Your task:
Lines in the records below that contain the word "blue" must each be copied.

Stored records
- Opening Delimiter -
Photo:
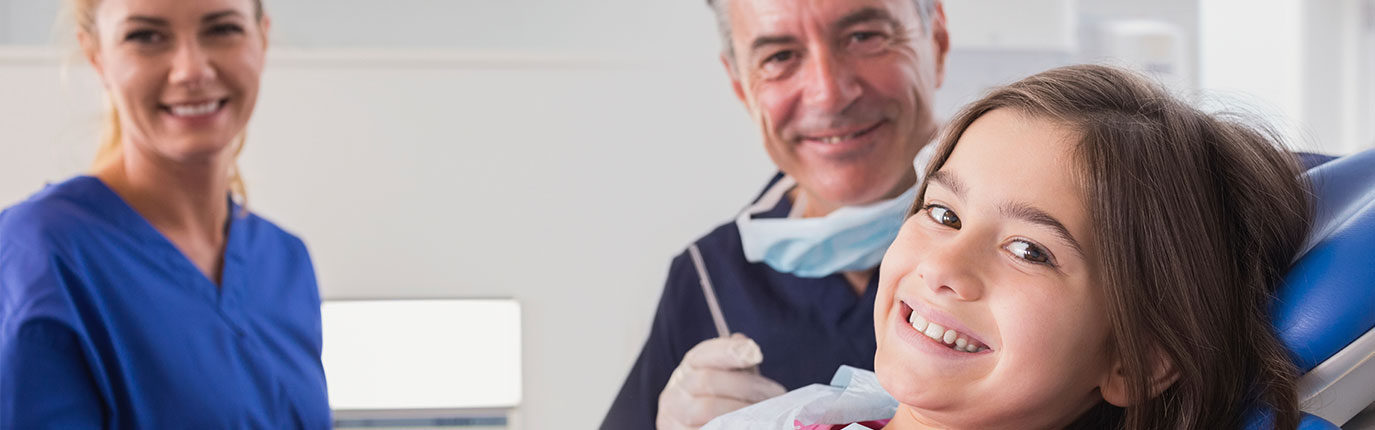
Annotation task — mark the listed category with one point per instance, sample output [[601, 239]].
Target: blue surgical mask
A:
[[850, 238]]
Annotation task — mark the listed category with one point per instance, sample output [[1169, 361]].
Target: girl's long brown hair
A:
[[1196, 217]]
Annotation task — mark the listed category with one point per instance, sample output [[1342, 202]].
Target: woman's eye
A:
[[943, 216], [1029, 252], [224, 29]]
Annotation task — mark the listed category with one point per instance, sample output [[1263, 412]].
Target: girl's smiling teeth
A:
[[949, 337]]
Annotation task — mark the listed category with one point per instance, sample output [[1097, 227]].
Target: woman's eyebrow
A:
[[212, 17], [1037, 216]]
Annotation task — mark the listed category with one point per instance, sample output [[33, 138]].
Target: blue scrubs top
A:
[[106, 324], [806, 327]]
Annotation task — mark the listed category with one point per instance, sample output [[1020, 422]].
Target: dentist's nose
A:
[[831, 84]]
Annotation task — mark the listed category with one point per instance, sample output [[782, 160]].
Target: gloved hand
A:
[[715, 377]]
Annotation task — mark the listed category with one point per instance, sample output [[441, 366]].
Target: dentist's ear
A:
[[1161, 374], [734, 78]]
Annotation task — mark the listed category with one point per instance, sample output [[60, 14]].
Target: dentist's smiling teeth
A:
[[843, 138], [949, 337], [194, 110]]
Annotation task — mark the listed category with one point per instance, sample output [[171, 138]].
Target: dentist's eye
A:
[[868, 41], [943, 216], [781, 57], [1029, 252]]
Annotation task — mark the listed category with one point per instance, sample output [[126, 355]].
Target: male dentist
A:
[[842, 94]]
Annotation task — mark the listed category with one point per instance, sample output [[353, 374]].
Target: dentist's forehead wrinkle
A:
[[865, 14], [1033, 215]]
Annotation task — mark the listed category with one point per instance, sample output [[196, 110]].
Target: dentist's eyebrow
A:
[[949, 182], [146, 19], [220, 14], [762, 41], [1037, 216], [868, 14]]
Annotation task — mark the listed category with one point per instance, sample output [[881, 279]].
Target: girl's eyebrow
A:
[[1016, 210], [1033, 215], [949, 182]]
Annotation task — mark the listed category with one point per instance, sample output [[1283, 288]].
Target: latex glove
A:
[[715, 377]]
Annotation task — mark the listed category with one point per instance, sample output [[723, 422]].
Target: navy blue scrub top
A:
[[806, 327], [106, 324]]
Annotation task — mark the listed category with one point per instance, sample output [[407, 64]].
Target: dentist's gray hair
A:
- Closing Delimiter -
Response:
Target: blue surgical mask
Target: blue scrubs top
Target: navy blue scrub top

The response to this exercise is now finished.